Instructions for the task
Rewrite the entries below, replacing every "photograph" with "image" and keeping everything else unchanged. Leave the pictures out of your answer.

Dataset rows
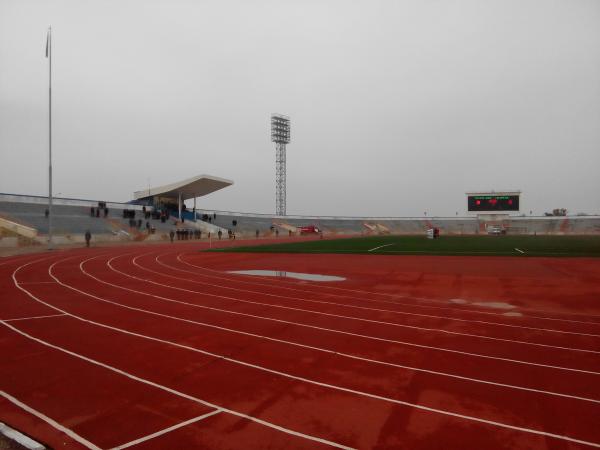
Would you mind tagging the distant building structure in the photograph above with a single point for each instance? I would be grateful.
(176, 193)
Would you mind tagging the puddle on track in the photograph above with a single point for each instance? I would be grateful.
(284, 274)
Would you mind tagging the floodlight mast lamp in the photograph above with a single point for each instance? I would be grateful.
(280, 134)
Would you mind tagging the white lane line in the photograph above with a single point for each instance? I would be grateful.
(45, 418)
(325, 385)
(403, 313)
(168, 430)
(142, 380)
(362, 319)
(34, 317)
(384, 294)
(297, 344)
(347, 333)
(381, 246)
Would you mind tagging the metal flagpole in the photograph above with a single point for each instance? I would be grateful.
(49, 56)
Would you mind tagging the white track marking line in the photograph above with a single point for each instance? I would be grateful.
(34, 317)
(362, 319)
(388, 295)
(411, 344)
(398, 303)
(403, 313)
(148, 382)
(326, 385)
(297, 344)
(47, 419)
(168, 430)
(381, 246)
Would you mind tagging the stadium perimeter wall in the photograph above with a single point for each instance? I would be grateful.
(71, 219)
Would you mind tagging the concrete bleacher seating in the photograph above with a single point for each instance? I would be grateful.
(72, 218)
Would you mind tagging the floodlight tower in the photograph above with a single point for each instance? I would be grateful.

Task answer
Would you mind tagging the distant building structure in the image above with a single point for each instance? I would be grateful.
(176, 193)
Would you mind tagging the puddle on track in the image above with a single point for each instance? I would be grateful.
(284, 274)
Would you mind tagging the floodlight mast lamp in the image above with a single point for each instance? I would be grateful.
(280, 134)
Would you mind tagging the white lane line in the image above with a single point for each instance? I would be grateful.
(45, 418)
(325, 385)
(403, 313)
(168, 430)
(142, 380)
(362, 319)
(34, 317)
(384, 294)
(297, 344)
(347, 333)
(381, 246)
Would you mind tagging the metal flagpole in the image above with a single point for each instance? I would be grateful.
(49, 56)
Would you mind tagging the white track marking line in the image above with a single point for each instance? I would be grateful.
(34, 317)
(362, 319)
(388, 295)
(411, 344)
(398, 303)
(403, 313)
(148, 382)
(326, 385)
(297, 344)
(47, 419)
(168, 430)
(381, 246)
Would you mind tagging the stadium perimeter wall in the image above with a single point for each instance? I would be grateful.
(71, 219)
Would you mind tagging the concrete bleacher seating in the image above with a single point for each instance? I would be grateful.
(72, 218)
Would you mind tagging the floodlight tower in the image above with a single point for each instance? I would be grateful.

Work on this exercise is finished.